**CHALLENGE A**
Can you rewrite the paragraph beginning "I have already mentioned" in the blog post below as a shorter paragraph that keeps its main facts?

**PASSAGE TO READ**
((

The lion's tail

Lion in the Greek manuscript of the Physiologus (see below), made in Venice in the early 16th century, which in 1587 come from the property of the great Hungarian humanist and doctor Johannes Sambucus (János Zsámboki) to the Viennese Imperial Court Library (today Austrian National Library) (Cod. Phil. Gr. 290)

I have already mentioned, that the translator of Umberto Eco sometimes comes across passages, where the master (and his editor), similarly to good Homerus, fell asleep, or rather did not check in the impetus of the narration whether the facts only vaguely living in his memory conform to the reality. Earlier I used to add my corrections in footnotes, until the publisher, shocked by the number of notes, asked me to rather correct the text itself, since Eco (and his editor) would have written the same, had they looked after it. Since then I have done so, but to keep track of what I do, I write the more complex cases here in the blog. Like the last time I did with Eratosthenes’ well, or I will do now with the lion’s tail.

))

**RECORDS PROVIDED**
((

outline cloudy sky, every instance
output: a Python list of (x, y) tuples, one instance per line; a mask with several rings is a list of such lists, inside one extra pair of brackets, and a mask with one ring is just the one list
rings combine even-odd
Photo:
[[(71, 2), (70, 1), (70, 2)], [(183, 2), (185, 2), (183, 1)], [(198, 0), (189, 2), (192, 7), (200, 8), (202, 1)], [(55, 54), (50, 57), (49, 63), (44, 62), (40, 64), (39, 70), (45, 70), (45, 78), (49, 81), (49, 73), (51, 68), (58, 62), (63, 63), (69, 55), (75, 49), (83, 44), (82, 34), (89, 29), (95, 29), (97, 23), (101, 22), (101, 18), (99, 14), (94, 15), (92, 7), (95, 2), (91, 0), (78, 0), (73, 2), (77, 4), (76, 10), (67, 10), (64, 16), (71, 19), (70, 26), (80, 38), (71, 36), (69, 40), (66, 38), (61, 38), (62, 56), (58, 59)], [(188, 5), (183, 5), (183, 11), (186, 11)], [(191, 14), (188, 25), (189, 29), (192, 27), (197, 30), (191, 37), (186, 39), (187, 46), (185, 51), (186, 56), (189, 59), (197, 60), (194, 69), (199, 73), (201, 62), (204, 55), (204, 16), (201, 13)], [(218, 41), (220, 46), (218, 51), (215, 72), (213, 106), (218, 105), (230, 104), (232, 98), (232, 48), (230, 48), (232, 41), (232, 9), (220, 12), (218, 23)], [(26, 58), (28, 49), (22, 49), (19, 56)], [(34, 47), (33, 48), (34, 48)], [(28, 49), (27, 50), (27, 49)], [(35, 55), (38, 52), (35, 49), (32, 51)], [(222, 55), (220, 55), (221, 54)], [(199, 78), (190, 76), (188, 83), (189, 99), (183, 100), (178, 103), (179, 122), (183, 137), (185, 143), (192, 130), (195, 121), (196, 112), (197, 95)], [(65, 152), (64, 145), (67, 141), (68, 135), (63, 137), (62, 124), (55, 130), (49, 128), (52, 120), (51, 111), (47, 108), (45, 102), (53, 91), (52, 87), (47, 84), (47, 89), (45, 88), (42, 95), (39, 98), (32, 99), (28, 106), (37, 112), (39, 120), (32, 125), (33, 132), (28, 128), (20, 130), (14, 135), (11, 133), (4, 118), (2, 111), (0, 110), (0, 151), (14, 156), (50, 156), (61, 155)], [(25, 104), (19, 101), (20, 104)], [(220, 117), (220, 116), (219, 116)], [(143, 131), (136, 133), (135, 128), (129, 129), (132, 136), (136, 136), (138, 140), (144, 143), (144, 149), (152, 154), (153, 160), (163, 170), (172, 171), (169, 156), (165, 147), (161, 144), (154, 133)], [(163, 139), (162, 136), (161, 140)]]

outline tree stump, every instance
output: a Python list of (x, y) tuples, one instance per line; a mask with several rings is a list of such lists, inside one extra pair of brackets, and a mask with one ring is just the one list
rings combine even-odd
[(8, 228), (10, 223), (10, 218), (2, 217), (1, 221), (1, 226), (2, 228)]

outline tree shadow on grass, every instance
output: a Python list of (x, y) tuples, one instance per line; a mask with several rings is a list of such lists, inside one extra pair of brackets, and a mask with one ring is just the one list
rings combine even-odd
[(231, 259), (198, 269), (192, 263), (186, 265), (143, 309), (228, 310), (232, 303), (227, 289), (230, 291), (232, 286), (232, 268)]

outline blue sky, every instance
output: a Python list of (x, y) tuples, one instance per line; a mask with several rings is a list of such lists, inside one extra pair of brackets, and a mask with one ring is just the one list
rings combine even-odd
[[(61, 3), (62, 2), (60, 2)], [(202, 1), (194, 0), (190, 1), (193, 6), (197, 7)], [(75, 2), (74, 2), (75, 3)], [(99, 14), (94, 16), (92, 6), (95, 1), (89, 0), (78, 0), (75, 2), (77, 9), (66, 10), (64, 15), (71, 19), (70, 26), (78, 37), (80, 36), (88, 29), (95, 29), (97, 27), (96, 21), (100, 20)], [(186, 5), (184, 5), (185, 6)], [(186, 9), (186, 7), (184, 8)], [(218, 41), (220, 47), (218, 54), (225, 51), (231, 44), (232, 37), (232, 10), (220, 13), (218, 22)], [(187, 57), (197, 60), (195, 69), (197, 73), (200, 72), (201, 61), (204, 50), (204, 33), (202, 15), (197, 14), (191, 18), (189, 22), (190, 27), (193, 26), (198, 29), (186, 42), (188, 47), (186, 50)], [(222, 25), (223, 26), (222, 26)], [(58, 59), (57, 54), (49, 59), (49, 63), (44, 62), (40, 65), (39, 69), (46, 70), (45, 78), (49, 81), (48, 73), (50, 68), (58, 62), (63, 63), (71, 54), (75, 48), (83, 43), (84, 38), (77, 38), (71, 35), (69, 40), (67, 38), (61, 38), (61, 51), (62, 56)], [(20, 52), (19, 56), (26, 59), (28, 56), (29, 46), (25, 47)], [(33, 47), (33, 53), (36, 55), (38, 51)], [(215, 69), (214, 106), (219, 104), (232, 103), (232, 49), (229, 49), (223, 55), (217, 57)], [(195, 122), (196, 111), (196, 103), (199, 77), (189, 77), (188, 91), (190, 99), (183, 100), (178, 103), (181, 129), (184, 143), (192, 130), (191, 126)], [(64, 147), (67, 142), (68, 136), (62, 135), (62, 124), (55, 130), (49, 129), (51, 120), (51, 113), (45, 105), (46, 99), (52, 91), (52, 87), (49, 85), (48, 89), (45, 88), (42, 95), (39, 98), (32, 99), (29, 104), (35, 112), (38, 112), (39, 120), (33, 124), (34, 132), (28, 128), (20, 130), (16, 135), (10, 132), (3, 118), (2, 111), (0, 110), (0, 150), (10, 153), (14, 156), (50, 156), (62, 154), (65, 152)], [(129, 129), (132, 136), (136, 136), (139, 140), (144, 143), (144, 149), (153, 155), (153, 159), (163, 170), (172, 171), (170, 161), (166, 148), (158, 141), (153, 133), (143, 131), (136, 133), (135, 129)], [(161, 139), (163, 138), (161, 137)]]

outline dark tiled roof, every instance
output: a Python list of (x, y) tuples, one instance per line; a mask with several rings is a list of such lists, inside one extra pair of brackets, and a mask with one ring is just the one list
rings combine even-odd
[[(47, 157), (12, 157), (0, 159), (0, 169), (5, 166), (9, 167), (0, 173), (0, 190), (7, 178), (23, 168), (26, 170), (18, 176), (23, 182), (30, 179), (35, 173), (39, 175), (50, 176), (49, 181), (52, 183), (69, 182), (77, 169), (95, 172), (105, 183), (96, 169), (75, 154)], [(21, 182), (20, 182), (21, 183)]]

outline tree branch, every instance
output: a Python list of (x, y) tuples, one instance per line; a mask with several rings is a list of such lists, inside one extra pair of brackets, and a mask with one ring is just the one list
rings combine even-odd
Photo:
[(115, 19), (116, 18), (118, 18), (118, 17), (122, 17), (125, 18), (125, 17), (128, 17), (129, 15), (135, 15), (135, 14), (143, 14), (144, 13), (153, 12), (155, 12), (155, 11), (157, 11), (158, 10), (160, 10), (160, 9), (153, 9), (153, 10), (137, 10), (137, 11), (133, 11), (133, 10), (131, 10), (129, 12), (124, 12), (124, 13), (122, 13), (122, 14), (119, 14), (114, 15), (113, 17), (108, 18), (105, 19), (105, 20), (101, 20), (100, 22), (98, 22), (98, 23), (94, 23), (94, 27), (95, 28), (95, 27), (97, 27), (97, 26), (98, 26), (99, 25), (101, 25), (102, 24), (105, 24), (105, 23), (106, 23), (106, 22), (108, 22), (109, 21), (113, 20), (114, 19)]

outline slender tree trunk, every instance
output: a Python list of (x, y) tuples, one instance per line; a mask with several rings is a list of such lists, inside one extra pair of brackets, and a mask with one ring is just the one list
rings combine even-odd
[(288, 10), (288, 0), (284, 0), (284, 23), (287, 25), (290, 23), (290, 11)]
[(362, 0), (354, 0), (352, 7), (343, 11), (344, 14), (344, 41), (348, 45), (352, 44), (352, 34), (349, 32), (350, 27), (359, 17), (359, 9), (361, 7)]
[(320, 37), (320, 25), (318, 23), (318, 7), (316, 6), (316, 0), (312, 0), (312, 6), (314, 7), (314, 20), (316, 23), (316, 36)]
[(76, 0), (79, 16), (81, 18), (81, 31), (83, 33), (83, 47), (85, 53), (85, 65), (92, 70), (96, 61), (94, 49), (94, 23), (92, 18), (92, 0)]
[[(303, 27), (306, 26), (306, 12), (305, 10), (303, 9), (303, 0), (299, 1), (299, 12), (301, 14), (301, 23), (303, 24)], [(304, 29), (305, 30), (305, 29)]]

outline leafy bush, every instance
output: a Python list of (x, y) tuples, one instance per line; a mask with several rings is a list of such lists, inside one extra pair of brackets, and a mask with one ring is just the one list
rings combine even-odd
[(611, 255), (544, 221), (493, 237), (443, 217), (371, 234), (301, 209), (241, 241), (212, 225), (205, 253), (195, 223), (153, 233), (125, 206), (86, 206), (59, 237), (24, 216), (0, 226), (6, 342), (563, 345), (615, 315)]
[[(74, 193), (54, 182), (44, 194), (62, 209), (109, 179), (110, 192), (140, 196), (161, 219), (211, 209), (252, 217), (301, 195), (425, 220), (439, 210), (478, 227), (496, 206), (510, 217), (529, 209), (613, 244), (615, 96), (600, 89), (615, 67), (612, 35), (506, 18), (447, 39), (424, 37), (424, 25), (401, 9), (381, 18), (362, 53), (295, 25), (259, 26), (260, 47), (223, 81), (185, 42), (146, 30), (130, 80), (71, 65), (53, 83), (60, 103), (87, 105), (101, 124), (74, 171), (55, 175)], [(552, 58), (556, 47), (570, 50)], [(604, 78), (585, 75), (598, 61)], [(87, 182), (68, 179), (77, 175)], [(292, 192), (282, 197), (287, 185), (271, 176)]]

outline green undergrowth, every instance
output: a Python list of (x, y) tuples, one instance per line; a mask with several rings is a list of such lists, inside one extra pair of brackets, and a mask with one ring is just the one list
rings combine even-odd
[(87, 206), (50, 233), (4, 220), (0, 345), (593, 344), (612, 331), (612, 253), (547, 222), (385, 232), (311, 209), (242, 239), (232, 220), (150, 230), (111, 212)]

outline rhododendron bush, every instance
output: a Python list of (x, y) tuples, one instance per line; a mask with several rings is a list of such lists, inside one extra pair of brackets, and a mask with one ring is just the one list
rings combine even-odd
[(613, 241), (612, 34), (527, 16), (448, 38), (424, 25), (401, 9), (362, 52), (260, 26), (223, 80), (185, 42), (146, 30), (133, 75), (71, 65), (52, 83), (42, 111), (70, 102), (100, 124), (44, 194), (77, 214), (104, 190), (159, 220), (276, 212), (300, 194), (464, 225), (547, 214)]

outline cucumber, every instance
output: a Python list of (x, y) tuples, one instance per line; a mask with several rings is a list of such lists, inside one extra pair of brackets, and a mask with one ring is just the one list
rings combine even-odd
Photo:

))

**CHALLENGE B**
Which lines of the listing above contain the string "tree"? Report each of them in full, noting that case counts.

**CORRECT RESULT A**
As the translator of Umberto Eco, I sometimes find passages where he and his editor didn't check whether facts half-remembered during the narration match reality. I once put my corrections in footnotes. The publisher, alarmed at how many there were, asked me to correct the text itself instead, since Eco and his editor would have written it that way had they checked. I now do that, and I record the more complex cases in this blog, as I did with Eratosthenes' well and will now do with the lion's tail.

**CORRECT RESULT B**
outline tree stump, every instance
outline tree shadow on grass, every instance
outline tree branch, every instance
outline slender tree trunk, every instance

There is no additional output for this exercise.